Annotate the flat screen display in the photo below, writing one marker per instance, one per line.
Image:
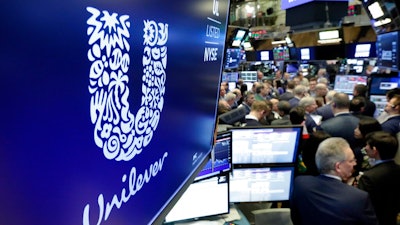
(346, 83)
(232, 58)
(388, 50)
(265, 145)
(248, 76)
(92, 131)
(208, 197)
(380, 102)
(380, 85)
(307, 53)
(281, 53)
(239, 37)
(220, 160)
(265, 55)
(230, 77)
(266, 184)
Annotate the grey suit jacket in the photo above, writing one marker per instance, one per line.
(327, 201)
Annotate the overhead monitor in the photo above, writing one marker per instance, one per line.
(238, 37)
(381, 84)
(384, 14)
(266, 184)
(387, 48)
(264, 55)
(220, 160)
(346, 83)
(230, 77)
(249, 76)
(93, 131)
(208, 197)
(265, 144)
(232, 58)
(380, 102)
(281, 53)
(307, 53)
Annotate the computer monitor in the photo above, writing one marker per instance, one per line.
(266, 144)
(248, 76)
(380, 84)
(266, 184)
(380, 102)
(346, 83)
(232, 58)
(388, 50)
(220, 160)
(208, 197)
(230, 76)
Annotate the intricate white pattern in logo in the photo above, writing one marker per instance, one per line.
(117, 131)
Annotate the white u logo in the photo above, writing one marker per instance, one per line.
(121, 134)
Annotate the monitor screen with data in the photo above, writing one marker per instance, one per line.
(380, 84)
(265, 145)
(204, 198)
(220, 160)
(346, 83)
(265, 184)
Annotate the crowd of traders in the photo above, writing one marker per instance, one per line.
(345, 123)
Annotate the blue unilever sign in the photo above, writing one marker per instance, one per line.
(108, 107)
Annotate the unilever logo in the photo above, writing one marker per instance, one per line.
(120, 133)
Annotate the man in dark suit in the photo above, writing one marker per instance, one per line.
(326, 199)
(283, 110)
(326, 110)
(288, 94)
(382, 180)
(344, 123)
(299, 92)
(392, 122)
(360, 90)
(259, 111)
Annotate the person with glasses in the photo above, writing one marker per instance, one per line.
(382, 181)
(326, 198)
(392, 122)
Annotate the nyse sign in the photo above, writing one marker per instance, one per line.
(213, 33)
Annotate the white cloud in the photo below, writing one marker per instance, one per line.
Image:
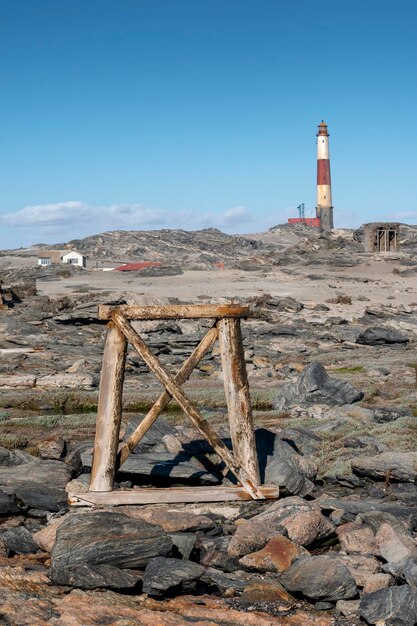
(76, 219)
(40, 214)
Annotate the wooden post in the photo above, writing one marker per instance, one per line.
(164, 399)
(237, 397)
(109, 413)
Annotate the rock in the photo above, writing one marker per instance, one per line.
(45, 538)
(386, 414)
(375, 582)
(52, 447)
(265, 591)
(87, 576)
(224, 581)
(19, 540)
(12, 458)
(361, 567)
(279, 464)
(163, 574)
(105, 538)
(11, 381)
(401, 466)
(395, 543)
(7, 504)
(319, 578)
(303, 440)
(315, 386)
(372, 512)
(37, 496)
(379, 335)
(220, 560)
(357, 538)
(349, 608)
(183, 544)
(278, 554)
(162, 465)
(299, 519)
(396, 606)
(171, 520)
(53, 473)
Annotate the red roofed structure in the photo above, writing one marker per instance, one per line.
(131, 267)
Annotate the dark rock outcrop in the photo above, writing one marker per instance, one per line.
(379, 335)
(320, 578)
(315, 386)
(104, 538)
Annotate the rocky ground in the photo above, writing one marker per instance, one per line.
(330, 352)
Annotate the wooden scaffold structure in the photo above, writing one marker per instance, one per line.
(109, 455)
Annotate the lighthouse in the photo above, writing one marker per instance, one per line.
(324, 208)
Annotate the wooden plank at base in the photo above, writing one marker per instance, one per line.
(170, 495)
(174, 311)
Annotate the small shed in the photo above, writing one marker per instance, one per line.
(50, 257)
(74, 258)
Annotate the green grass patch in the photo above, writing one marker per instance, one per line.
(12, 441)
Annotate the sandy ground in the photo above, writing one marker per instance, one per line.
(381, 287)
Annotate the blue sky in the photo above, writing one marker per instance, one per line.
(190, 113)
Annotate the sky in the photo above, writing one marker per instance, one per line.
(145, 114)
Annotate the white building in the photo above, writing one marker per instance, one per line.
(49, 257)
(74, 258)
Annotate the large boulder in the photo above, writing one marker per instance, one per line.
(315, 386)
(299, 519)
(104, 538)
(399, 466)
(380, 335)
(320, 578)
(281, 465)
(163, 574)
(396, 606)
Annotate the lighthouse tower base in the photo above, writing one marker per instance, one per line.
(325, 214)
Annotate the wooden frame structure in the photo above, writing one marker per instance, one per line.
(110, 456)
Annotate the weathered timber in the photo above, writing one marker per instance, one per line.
(178, 311)
(109, 412)
(176, 392)
(164, 399)
(170, 495)
(236, 389)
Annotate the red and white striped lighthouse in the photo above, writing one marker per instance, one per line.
(324, 208)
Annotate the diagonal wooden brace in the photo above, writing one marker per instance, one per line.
(195, 416)
(165, 398)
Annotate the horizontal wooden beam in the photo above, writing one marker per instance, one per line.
(170, 495)
(177, 311)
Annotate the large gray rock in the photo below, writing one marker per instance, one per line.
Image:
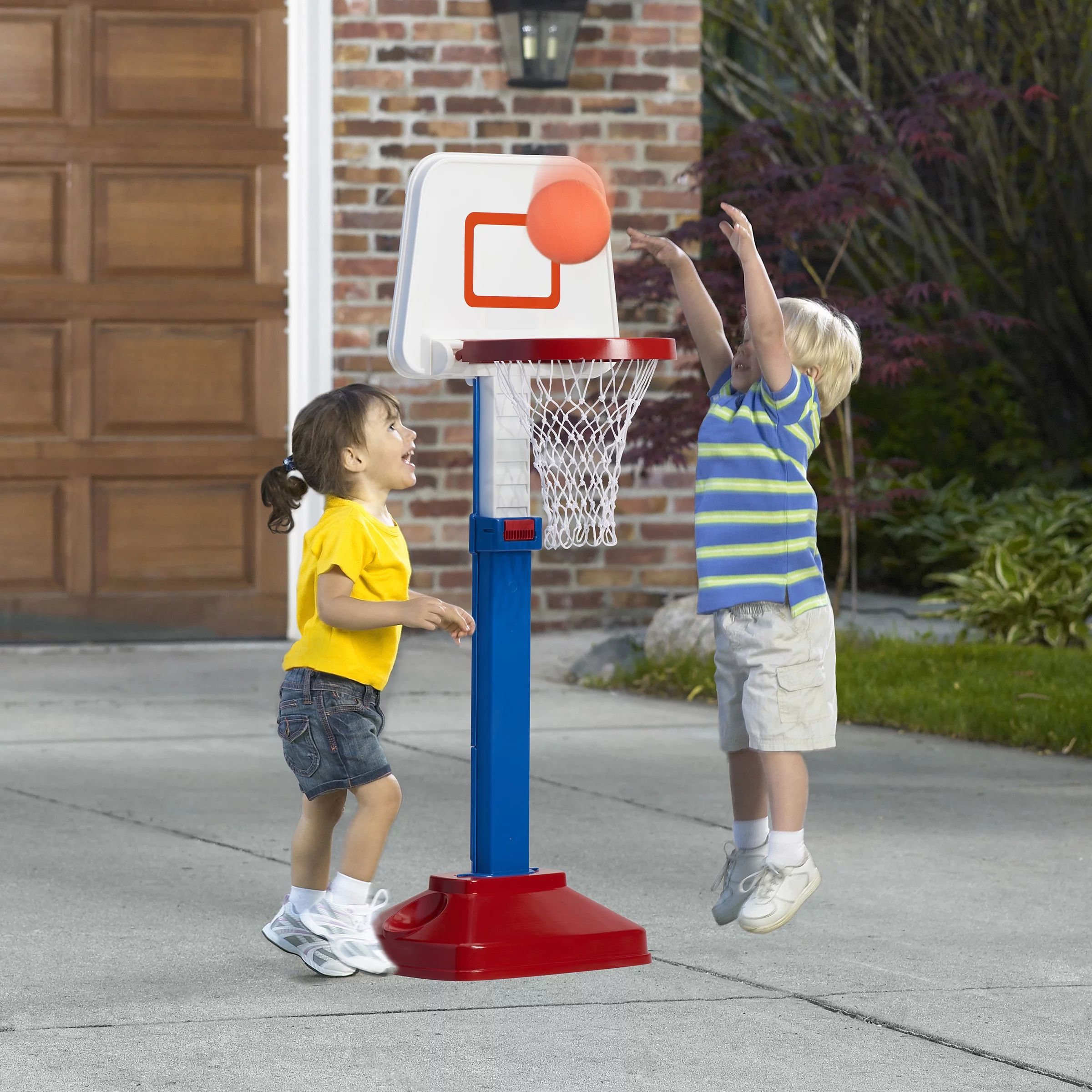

Work to complete – Rewrite the stretch of the listing from the line containing "Annotate the green" through the end of the listing, replacing "weathered timber" with "aged lumber" and leaving everything else unchanged. Leave the pictures out of your answer.

Output for this exercise –
Annotate the green grass patch in the photo above, writing one marker per instance, one per line.
(12, 441)
Annotate the sandy ground in the photo above, writing one marker per instance, one per line.
(381, 287)
Annotate the blue sky in the photo above, writing one marker per instance, one per line.
(190, 113)
Annotate the sky in the photo above, writing one marker per instance, one per line.
(145, 114)
Annotate the white building in the photo above, writing one marker per instance, one per line.
(49, 257)
(74, 258)
Annotate the large boulder in the photo above, writing one marker per instance, one per line.
(315, 386)
(299, 519)
(104, 538)
(399, 466)
(380, 335)
(320, 578)
(281, 465)
(163, 574)
(396, 606)
Annotate the lighthouse tower base in the photo above, writing one marker per instance, one per line.
(325, 214)
Annotate the wooden frame structure in the photo above, writing one marker per instance, one per line.
(110, 456)
Annotate the aged lumber in the photo above, writing one marker per instance, one per line.
(178, 311)
(109, 412)
(176, 392)
(164, 399)
(170, 495)
(236, 389)
Annotate the red and white striped lighthouse in the photo above, writing one marker per instance, one per line.
(324, 208)
Annotate the diagonal wooden brace in the photo above, writing one marker per instance, one per line.
(195, 416)
(165, 398)
Annotate the horizontal wooden beam in the photo above, writing one marker per instance, one per line.
(170, 495)
(177, 311)
Annotate the large gray rock in the photo below, writing one marker per instance, one per line.
Image:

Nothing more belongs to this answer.